---------- Document segment

Real-World Lookaround Example

Extracting version numbers from a string like "Version: 3.4.1":

(?<=Version: )\d+\.\d+\.\d+
→ matches "3.4.1" without including "Version: " in the result

Common Regex Patterns You’ll Actually Use

This is the section most developers bookmark. Below is a curated regex cheat sheet of production-ready patterns for everyday validation and extraction tasks.

Email Address

^[a-zA-Z0-9._%+\-]+@[a-zA-Z0-9.\-]+\.[a-zA-Z]{2,}$

Covers the vast majority of real-world email addresses. For true RFC 5322 compliance, the pattern becomes prohibitively complex — this pragmatic version handles 99%+ of cases.

URL (HTTP/HTTPS)

https?://(?:www\.)?[-a-zA-Z0-9@:%._\+~#=]{1,256}\.[a-zA-Z0-9()]{1,6}\b(?:[-a-zA-Z0-9()@:%_\+.~#?&/=]*)

--------------------
---------- Rows

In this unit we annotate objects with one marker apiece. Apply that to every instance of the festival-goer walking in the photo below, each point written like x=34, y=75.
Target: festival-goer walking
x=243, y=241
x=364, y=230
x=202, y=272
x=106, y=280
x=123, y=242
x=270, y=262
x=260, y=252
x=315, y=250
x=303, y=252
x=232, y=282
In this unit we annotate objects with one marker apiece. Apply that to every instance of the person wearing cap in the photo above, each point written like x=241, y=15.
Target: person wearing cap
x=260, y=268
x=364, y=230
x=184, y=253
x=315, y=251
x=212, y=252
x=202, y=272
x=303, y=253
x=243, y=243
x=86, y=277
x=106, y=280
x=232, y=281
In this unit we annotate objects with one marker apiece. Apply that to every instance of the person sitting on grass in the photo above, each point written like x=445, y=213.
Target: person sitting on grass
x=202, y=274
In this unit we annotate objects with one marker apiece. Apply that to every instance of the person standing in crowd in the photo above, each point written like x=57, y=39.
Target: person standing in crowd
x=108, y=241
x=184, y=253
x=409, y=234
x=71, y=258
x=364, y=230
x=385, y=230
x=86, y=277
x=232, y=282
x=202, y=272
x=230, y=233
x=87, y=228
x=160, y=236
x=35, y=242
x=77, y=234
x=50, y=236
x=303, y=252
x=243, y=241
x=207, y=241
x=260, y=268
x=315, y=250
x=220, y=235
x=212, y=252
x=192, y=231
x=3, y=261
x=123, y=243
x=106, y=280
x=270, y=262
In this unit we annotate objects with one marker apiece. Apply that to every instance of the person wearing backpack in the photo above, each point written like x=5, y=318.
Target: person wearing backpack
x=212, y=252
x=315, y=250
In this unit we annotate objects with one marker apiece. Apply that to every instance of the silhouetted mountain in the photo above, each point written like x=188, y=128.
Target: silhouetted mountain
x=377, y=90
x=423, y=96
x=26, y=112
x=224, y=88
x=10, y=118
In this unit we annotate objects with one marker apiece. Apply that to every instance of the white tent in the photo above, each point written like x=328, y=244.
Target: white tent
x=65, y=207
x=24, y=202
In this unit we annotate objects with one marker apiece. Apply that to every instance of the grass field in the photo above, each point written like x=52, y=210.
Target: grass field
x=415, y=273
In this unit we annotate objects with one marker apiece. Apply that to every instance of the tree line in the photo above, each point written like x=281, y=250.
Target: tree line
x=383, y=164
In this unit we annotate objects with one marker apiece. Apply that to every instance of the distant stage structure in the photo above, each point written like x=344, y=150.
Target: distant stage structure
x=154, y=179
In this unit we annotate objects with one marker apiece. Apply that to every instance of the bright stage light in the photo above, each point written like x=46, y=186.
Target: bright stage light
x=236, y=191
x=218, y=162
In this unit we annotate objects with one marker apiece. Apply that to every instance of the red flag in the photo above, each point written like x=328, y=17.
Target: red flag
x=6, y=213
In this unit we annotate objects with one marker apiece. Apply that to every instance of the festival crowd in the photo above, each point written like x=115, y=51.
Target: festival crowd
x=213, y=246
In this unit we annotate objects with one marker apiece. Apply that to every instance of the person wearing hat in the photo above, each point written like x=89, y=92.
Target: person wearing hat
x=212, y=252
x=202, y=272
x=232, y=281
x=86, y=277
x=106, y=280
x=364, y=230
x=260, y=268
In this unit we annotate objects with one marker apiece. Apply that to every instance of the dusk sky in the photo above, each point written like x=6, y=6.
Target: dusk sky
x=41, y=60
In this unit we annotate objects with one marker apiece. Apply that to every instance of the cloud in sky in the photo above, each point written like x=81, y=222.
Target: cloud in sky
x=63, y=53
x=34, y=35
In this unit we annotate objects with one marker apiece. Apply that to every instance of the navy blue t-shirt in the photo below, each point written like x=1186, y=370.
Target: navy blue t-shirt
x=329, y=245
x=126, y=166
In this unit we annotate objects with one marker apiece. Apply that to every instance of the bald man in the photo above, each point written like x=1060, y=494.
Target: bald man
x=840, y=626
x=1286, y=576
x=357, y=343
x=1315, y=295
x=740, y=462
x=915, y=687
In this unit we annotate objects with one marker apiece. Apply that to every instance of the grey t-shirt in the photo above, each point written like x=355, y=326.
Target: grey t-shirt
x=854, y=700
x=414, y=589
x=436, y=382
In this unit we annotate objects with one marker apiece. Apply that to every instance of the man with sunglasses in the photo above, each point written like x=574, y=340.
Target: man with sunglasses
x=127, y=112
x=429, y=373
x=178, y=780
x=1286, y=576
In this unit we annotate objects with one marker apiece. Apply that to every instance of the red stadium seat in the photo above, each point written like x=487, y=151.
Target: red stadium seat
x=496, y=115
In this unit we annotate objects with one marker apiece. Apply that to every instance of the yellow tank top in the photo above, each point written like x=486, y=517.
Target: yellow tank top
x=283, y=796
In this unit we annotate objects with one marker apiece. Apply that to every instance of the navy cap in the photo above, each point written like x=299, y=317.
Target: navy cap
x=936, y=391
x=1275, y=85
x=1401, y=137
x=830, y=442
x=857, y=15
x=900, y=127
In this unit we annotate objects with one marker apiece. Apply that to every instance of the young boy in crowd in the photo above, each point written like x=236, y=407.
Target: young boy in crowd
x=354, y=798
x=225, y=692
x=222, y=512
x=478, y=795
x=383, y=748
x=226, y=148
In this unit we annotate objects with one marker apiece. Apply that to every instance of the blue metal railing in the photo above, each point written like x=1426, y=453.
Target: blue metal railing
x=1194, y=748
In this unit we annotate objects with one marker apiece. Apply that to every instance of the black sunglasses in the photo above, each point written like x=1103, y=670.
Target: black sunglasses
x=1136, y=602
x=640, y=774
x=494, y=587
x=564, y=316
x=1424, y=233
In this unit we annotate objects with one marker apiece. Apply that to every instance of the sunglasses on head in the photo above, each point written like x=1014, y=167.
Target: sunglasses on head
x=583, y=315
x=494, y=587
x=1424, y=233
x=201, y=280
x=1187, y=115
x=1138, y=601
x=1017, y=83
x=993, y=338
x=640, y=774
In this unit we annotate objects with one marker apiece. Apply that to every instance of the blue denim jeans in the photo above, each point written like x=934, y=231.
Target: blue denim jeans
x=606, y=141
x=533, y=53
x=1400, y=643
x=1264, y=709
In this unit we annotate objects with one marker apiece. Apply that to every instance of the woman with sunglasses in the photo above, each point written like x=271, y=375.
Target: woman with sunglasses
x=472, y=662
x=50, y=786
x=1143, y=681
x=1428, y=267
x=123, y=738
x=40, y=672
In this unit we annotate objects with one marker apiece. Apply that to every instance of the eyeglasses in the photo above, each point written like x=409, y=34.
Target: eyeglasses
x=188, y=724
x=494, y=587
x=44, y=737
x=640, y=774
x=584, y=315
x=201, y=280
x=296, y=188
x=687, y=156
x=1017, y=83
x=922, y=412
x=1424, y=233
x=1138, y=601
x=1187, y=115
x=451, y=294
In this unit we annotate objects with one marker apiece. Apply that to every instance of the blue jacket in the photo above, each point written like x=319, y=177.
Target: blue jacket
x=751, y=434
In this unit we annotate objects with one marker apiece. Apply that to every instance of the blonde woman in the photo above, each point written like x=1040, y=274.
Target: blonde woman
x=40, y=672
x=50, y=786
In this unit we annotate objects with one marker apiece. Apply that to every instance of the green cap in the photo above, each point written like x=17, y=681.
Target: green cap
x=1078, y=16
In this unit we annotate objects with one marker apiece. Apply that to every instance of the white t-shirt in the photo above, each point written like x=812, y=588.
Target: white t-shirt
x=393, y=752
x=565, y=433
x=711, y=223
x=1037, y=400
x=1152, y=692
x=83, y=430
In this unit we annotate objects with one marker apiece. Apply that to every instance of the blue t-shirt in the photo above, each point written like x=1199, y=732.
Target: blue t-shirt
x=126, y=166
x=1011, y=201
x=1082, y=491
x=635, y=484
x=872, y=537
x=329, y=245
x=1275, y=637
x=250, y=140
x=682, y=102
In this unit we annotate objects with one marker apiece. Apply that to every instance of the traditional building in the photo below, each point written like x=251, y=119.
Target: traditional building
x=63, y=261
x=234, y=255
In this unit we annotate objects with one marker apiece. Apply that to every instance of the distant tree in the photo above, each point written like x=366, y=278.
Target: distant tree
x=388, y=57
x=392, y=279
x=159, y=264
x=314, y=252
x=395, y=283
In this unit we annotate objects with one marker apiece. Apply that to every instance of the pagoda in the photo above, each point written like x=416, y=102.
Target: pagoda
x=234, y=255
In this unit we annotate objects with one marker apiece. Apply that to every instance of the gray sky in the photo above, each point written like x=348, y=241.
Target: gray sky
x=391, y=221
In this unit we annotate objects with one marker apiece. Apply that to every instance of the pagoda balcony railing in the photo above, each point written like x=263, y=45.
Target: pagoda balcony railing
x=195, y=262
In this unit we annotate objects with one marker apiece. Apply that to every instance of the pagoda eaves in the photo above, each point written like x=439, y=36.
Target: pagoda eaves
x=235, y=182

--------------------

**Stated goal A:** Shorten the paragraph of the regex guide that starts "Covers the vast majority" to one or two sentences, keeping its main facts.
**Stated goal B:** Pick up the regex guide after its URL pattern and keep writing it.

**Result A:** This email pattern handles over 99% of real-world addresses. Full RFC 5322 compliance would make the pattern far too complex.

**Result B:**
IP Address (IPv4)

^(?:(?:25[0-5]|2[0-4]\d|[01]?\d\d?)\.){3}(?:25[0-5]|2[0-4]\d|[01]?\d\d?)$

This pattern properly validates each octet (0–255), unlike simpler \d{1,3} approaches that would accept 999.999.999.999.

Date (YYYY-MM-DD)

^\d{4}-(0[1-9]|1[0-2])-(0[1-9]|[12]\d|3[01])$

US Phone Number

^(\+1\s?)?(\(?\d{3}\)?[\s.\-]?)?\d{3}[\s.\-]?\d{4}$

Handles formats: 555-1234, (555) 123-4567, +1 555.123.4567.

Hex Color Code

^#([A-Fa-f0-9]{6}|[A-Fa-f0-9]{3})$

Matches both #ff5733 (full) and #f53 (shorthand).

Credit Card Number (Basic Structure)

^(?:4[0-9]{12}(?:[0-9]{3})?|5[1-5][0-9]{14}|3[47][0-9]{13}|6(?:011|5[0-9]{2})[0-9]{12})$

Identifies Visa, Mastercard, Amex, and Discover by their leading digit patterns.

Slug (URL-Friendly String)

^[a-z0-9]+(?:-[a-z0-9]+)*$

Ensures slugs like my-blog-post are valid — lowercase, hyphen-separated, no trailing hyphens.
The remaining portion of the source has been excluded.